▶ [The data]

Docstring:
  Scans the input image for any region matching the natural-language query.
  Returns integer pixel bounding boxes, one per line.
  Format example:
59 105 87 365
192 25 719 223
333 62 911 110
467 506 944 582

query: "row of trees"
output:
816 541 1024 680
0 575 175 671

▶ [Work required]
Update the material above by changing every "query" to "prompt" and leaving everything else as it is.

▶ [Problem solution]
Docstring:
  Scans the input image for any region matching the natural-language prompt.
  Returns integer pixel bounding boxes, one per line.
  Format example:
59 105 87 365
192 25 719 223
333 62 911 110
467 506 944 582

prompt: "row of trees"
output:
816 541 1024 680
0 575 175 671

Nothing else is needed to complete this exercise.